#### Available records:

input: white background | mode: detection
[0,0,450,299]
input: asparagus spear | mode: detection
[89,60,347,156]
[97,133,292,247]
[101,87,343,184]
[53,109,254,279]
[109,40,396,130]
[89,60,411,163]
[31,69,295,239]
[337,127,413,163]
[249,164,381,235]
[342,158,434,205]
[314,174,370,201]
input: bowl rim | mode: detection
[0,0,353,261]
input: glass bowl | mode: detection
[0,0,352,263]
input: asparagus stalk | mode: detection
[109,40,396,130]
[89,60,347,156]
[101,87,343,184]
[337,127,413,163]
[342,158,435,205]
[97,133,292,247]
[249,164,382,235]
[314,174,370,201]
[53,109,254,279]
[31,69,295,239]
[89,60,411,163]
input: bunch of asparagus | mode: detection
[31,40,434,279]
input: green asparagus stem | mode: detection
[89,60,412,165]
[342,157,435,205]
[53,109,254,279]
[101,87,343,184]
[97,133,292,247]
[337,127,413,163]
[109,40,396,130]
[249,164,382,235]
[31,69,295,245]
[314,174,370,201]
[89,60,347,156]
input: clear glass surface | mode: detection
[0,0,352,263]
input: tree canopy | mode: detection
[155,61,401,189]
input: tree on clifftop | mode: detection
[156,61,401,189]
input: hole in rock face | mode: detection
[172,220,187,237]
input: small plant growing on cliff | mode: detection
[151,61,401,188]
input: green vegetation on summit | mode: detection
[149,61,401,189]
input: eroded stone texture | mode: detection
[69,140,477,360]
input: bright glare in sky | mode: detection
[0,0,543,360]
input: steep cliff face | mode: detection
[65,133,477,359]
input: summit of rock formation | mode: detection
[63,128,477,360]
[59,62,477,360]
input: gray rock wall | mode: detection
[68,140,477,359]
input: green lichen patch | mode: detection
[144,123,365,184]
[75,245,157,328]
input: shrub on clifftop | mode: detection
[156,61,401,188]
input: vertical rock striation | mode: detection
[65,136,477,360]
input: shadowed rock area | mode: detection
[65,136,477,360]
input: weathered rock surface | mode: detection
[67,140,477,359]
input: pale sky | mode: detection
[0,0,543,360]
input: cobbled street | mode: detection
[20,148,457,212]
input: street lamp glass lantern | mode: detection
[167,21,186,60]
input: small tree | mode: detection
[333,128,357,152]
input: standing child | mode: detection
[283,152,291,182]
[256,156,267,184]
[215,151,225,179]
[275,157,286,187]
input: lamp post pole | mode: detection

#### Problem requirements:
Copy all of the rows above line for line, without changing a single character.

#### Finished answer:
input: white background | mode: detection
[0,0,450,299]
input: asparagus spear | mode: detection
[89,60,347,156]
[97,133,292,247]
[101,87,343,184]
[53,109,254,279]
[109,40,396,130]
[89,60,411,163]
[31,69,295,239]
[337,127,413,163]
[249,164,381,235]
[342,158,434,205]
[314,174,370,201]
input: bowl rim | mode: detection
[0,0,353,261]
input: glass bowl | mode: detection
[0,0,352,263]
input: asparagus stalk | mode: detection
[109,40,396,130]
[89,60,347,156]
[101,87,343,184]
[337,127,413,163]
[342,158,435,205]
[97,133,292,247]
[249,164,382,235]
[314,174,370,201]
[53,109,254,279]
[31,69,295,239]
[89,60,411,163]
input: bunch of asparagus | mode: detection
[31,40,434,279]
input: green asparagus stem | mode: detection
[89,60,412,165]
[342,157,435,205]
[53,109,254,279]
[101,87,343,184]
[97,133,292,247]
[337,127,413,163]
[109,40,396,130]
[249,164,382,235]
[31,69,295,245]
[314,174,370,201]
[89,60,347,156]
input: clear glass surface | mode: detection
[0,0,352,263]
input: tree canopy | mode: detection
[155,61,401,189]
input: tree on clifftop | mode: detection
[156,61,401,189]
input: hole in rock face | mode: detection
[172,220,187,237]
input: small plant growing on cliff | mode: detection
[151,61,401,188]
input: green vegetation on summit | mode: detection
[149,61,401,189]
input: eroded stone texture | mode: detection
[69,140,477,360]
input: bright glare in sky | mode: detection
[0,0,543,360]
input: steep cliff face | mode: detection
[65,133,477,359]
input: summit of rock formation | mode: detection
[63,128,477,360]
[59,62,477,360]
input: gray rock wall | mode: detection
[68,140,477,359]
input: green lichen patch | mode: detection
[144,123,365,184]
[75,245,157,328]
input: shrub on clifftop | mode: detection
[156,61,401,188]
input: vertical rock striation | mode: detection
[65,136,477,360]
input: shadowed rock area | mode: detection
[65,136,477,360]
input: weathered rock surface | mode: detection
[67,140,477,359]
input: pale sky | mode: detection
[0,0,543,360]
input: cobbled street | mode: detection
[20,148,457,212]
input: street lamp glass lantern | mode: detection
[167,21,186,60]
input: small tree | mode: detection
[333,128,357,152]
input: standing child | mode: detection
[283,152,291,182]
[256,156,267,184]
[215,151,225,179]
[275,157,286,187]
input: lamp post pole | mode: detection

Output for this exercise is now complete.